_WHAT YOU NEED TO DO_. No pictures go into the copy. Write out every line below exactly.

TASK INPUTS: Begin

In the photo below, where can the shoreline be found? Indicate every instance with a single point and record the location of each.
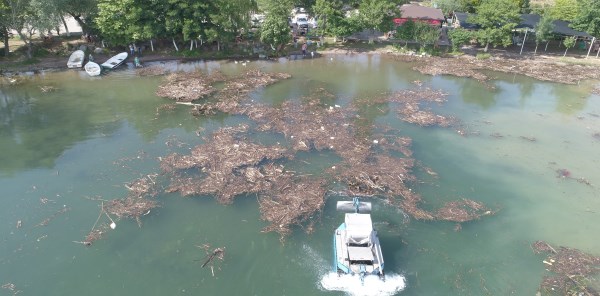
(540, 67)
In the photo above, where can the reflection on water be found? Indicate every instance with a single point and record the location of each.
(84, 140)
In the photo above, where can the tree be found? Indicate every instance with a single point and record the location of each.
(543, 30)
(406, 31)
(377, 15)
(123, 21)
(27, 17)
(470, 5)
(4, 33)
(459, 37)
(497, 19)
(565, 10)
(275, 29)
(228, 18)
(588, 18)
(332, 20)
(188, 18)
(426, 34)
(83, 11)
(450, 6)
(568, 43)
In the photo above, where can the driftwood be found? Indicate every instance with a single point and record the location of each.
(572, 269)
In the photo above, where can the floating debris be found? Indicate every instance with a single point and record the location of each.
(46, 221)
(462, 210)
(152, 71)
(209, 259)
(467, 66)
(47, 88)
(572, 269)
(186, 86)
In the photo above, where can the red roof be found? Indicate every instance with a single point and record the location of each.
(413, 11)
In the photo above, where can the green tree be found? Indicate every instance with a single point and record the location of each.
(27, 17)
(377, 15)
(83, 11)
(459, 37)
(470, 5)
(275, 29)
(4, 33)
(188, 18)
(328, 13)
(426, 34)
(406, 31)
(565, 10)
(588, 17)
(497, 19)
(569, 42)
(450, 6)
(543, 30)
(228, 18)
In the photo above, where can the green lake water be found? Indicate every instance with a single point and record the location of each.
(62, 149)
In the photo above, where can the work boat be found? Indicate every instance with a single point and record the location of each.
(356, 246)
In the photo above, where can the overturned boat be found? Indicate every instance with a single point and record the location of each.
(356, 247)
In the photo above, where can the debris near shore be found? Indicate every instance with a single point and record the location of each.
(228, 161)
(410, 101)
(152, 71)
(228, 165)
(145, 186)
(130, 207)
(211, 256)
(189, 86)
(572, 269)
(462, 211)
(238, 88)
(292, 201)
(467, 66)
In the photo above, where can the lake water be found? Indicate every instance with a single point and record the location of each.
(62, 150)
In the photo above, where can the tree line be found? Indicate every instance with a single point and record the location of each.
(498, 18)
(120, 22)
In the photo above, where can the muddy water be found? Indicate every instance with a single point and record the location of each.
(61, 151)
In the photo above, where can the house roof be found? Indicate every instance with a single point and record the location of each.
(421, 12)
(462, 19)
(528, 21)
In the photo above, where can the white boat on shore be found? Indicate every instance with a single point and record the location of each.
(356, 245)
(115, 61)
(76, 59)
(93, 69)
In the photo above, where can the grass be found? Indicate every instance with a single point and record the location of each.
(483, 56)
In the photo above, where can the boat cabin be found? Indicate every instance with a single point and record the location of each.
(359, 231)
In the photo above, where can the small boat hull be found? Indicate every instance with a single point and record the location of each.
(93, 69)
(115, 61)
(76, 59)
(356, 247)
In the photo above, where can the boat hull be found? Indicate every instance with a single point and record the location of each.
(357, 258)
(115, 61)
(76, 59)
(93, 69)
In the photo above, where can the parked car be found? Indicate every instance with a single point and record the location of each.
(302, 22)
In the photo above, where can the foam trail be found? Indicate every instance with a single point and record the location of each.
(373, 285)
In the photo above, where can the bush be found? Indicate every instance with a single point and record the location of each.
(483, 56)
(459, 37)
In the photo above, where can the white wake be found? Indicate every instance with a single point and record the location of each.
(373, 285)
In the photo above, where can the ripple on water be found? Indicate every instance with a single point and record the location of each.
(373, 285)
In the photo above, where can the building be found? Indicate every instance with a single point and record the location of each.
(418, 13)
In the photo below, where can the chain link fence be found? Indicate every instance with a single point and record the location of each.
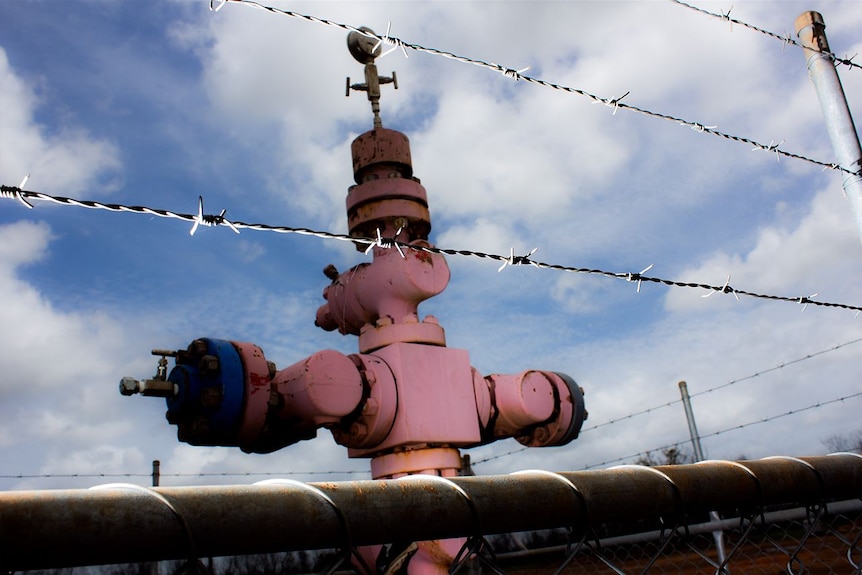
(778, 515)
(816, 540)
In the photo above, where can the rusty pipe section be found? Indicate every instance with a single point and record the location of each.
(122, 523)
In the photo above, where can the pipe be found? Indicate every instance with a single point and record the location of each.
(811, 30)
(123, 523)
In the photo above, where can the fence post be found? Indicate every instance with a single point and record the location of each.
(811, 30)
(698, 455)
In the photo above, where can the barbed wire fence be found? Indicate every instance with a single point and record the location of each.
(201, 219)
(814, 537)
(785, 39)
(518, 75)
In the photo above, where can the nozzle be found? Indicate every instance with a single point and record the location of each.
(148, 387)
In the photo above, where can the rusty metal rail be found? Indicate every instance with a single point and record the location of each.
(122, 523)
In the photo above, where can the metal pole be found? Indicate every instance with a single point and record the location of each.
(124, 523)
(698, 455)
(811, 30)
(692, 426)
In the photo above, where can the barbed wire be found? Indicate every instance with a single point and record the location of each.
(675, 401)
(785, 39)
(201, 219)
(726, 430)
(161, 474)
(722, 386)
(614, 103)
(729, 429)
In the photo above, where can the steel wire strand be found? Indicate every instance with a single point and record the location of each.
(726, 430)
(14, 192)
(786, 39)
(614, 103)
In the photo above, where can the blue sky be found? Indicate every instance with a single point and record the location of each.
(156, 103)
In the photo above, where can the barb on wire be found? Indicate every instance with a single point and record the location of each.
(785, 40)
(389, 40)
(18, 195)
(386, 243)
(209, 220)
(514, 260)
(511, 259)
(512, 73)
(772, 147)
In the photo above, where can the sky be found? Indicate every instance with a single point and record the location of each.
(156, 103)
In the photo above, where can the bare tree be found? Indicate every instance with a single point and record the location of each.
(851, 442)
(669, 456)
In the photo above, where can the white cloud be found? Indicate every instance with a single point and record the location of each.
(819, 253)
(69, 160)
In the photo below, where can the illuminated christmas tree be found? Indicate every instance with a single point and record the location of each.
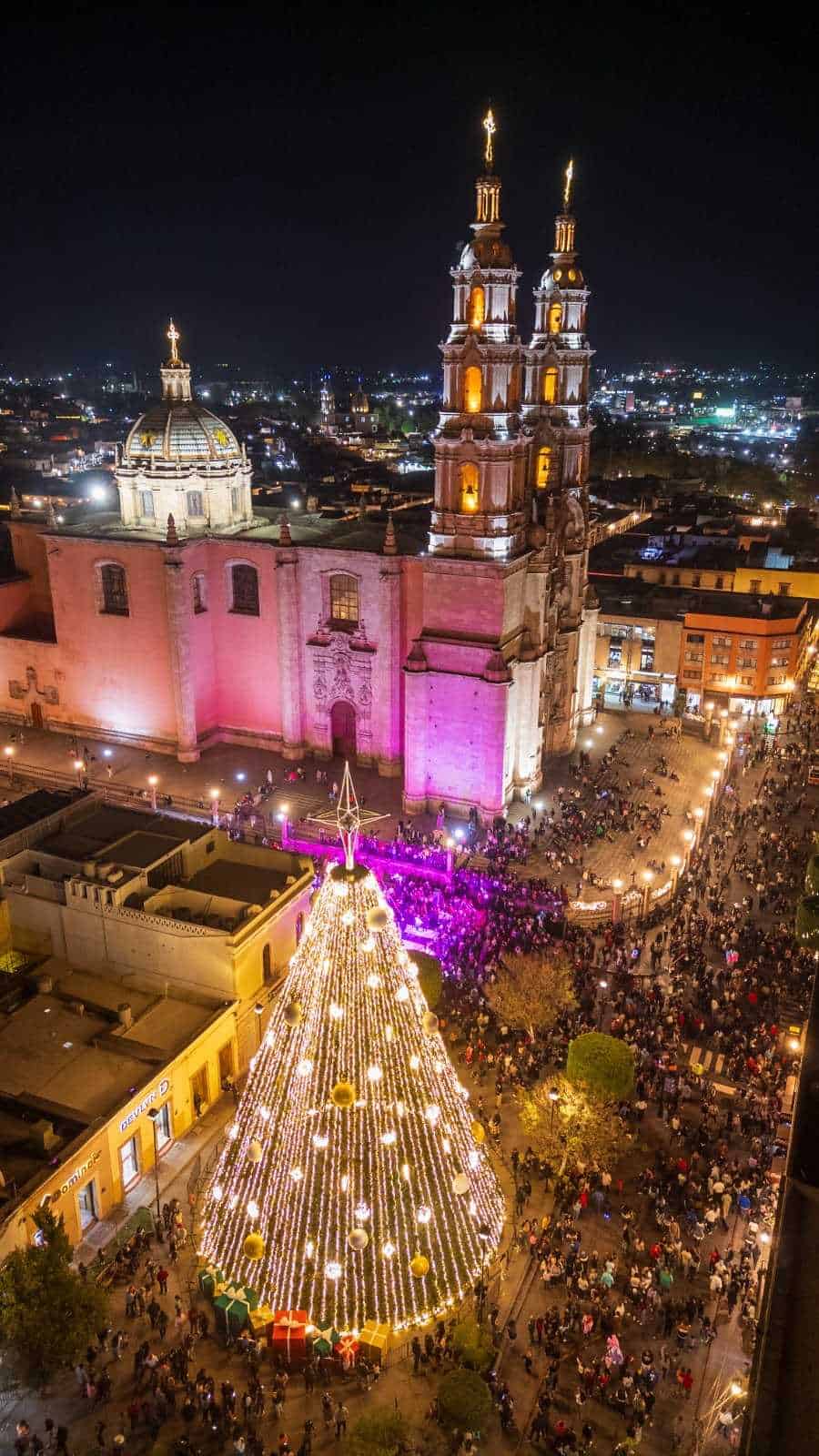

TASK INPUTS: End

_ANSWER BOX_.
In the photo below, where can the shoreline be found? Indicate every instance with a single point and record the location of each.
(540, 67)
In the photo above, where can the reflection on water be found? Indicate every instance with a single point and record the location of each.
(84, 140)
In the photo above, where can the tree be found? Indicate every instance with a single point and record the location of each.
(543, 30)
(406, 31)
(377, 15)
(123, 21)
(27, 17)
(470, 5)
(4, 33)
(459, 37)
(497, 19)
(565, 10)
(275, 29)
(228, 18)
(588, 18)
(332, 20)
(188, 18)
(426, 34)
(83, 11)
(450, 6)
(568, 43)
In the photo above, where can the driftwood be found? Indicate every instance with a single point and record the location of each.
(572, 269)
In the photo above, where can the floating debris be found? Indicate every instance with a single point and record the location of each.
(46, 221)
(462, 210)
(152, 71)
(209, 259)
(467, 66)
(47, 88)
(572, 269)
(186, 86)
In the photo above, where can the red roof be found? Indicate every instance with a single point and record the location of each.
(413, 11)
In the photo above, where can the green tree be found? Indicate every instance with a single point and record the location of each.
(27, 17)
(377, 15)
(83, 11)
(459, 37)
(470, 5)
(275, 29)
(4, 33)
(188, 18)
(328, 13)
(426, 34)
(406, 31)
(565, 10)
(588, 17)
(497, 19)
(569, 42)
(450, 6)
(543, 30)
(228, 18)
In the photo above, where can the green lake water be found? Indicate every instance with a single point and record the location of each.
(62, 149)
In the photo above, where can the work boat be found? Indicate every instance with a single point and record the location of each.
(356, 246)
In the photo above, where can the overturned boat be found? Indicate every instance with a single point and record the location of each.
(356, 247)
In the photo above, where can the debris near shore be found? Indicate every instance with a single point and record the location of each.
(228, 161)
(410, 101)
(152, 71)
(228, 165)
(145, 186)
(130, 207)
(211, 256)
(189, 86)
(572, 269)
(462, 211)
(238, 88)
(292, 201)
(467, 66)
In the photo above, where can the lake water be found? Indicate every instance with a single point and record the location of each.
(62, 150)
In the photo above, where can the tree line be found? Indicate every instance with a single point and record the location of each.
(498, 18)
(120, 22)
In the photo above, where can the muddy water be found? Indicate every instance with a single point and record the location of each.
(61, 151)
In the photo above, where can the house roof be found? Indicate every instance with a single point and record the location of each.
(421, 12)
(462, 19)
(528, 21)
In the photo above, where can the white boat on shore be found? Indicate every instance with a single point and record the location of each.
(356, 245)
(115, 61)
(76, 59)
(93, 69)
In the photo above, where can the grass be found? Indicate every instance with a single point and record the location of each.
(483, 56)
In the photo above, where can the boat cabin be found? Indicate every instance with a single point and record the location of each.
(359, 231)
In the photo above, where can the small boat hull be found? Indicate every instance with a single point and record the location of each.
(93, 69)
(115, 61)
(76, 59)
(356, 247)
In the photo above, where can the boat hull be found? Indicate every instance with a single point and record the location of each.
(357, 258)
(115, 61)
(76, 59)
(93, 69)
In the photo above, where can the parked car be found? Indicate every instance with a single point and record the location of each.
(302, 22)
In the photo above, where can the foam trail be found? Indicate every instance with a single point and record the location of each.
(373, 285)
In the photo above, where can the bush be found? Indicate every instance with a single point and record the location of each.
(483, 56)
(459, 37)
In the photo above, where can the white wake be found? Indicate every instance with a single point and record the location of each.
(373, 285)
In the photo above, where can the ripple on water be found? Indicate every instance with a single point and record the location of each.
(373, 285)
In the photo above, where can the building be found? Indicate every instance with a single point and record the location of each.
(418, 13)
In the photo below, where can the chain link fence be found? Indicate every instance with a single point and record the location of each.
(778, 515)
(816, 540)
In the photo above, where can the rusty pipe section be found? Indicate every instance with a single point and record the location of each.
(122, 523)
In the photo above, where can the pipe be found? Indicate every instance with a single point and record the location of each.
(811, 30)
(123, 523)
In the photo above, where can the fence post be found? Indicate every instance with a single point and record the location of each.
(811, 30)
(698, 455)
In the photo above, where can the barbed wire fence be found? Indicate every instance with a single point and record the location of each.
(201, 219)
(814, 537)
(785, 39)
(518, 75)
In the photo above, where can the nozzle be found? Indicate every instance with a single point and record the location of each.
(148, 387)
In the photo above, where can the rusty metal rail be found? Indicate every instance with a single point and record the location of each.
(122, 523)
In the photo above, where can the metal pole be found? Indicate every instance with a single point and record the location of each.
(124, 523)
(698, 455)
(811, 30)
(692, 426)
In the photo above, where can the barbed wire be found? Indicate every instance with a single point and record the location of each.
(675, 401)
(785, 39)
(201, 219)
(726, 430)
(161, 474)
(722, 386)
(614, 103)
(729, 429)
In the photo above, where can the steel wire strand be found? Indicate every instance with a single point and record the location of each.
(726, 430)
(14, 192)
(786, 39)
(614, 103)
In the photo above, where can the blue sky be found? Indicate every instance with a single point and record the location of each.
(156, 103)
In the photo above, where can the barb on wire be found? Indicate every instance with a single point and record the location of each.
(785, 40)
(389, 40)
(18, 195)
(386, 243)
(209, 220)
(514, 260)
(511, 259)
(512, 73)
(772, 147)
In the photo above, where can the sky be found? Indicate every instance with a single point and record the location of each.
(156, 103)
In the photo above, where can the bare tree be found? Indicate every instance with a single point and record the location of each.
(851, 442)
(669, 456)
In the photo above, where can the white cloud be found? Indicate every instance with a single point and record the location of each.
(819, 253)
(69, 160)
In the photo below, where can the illuminated christmas tree be found? Indicate every instance with a single point and record the location of each.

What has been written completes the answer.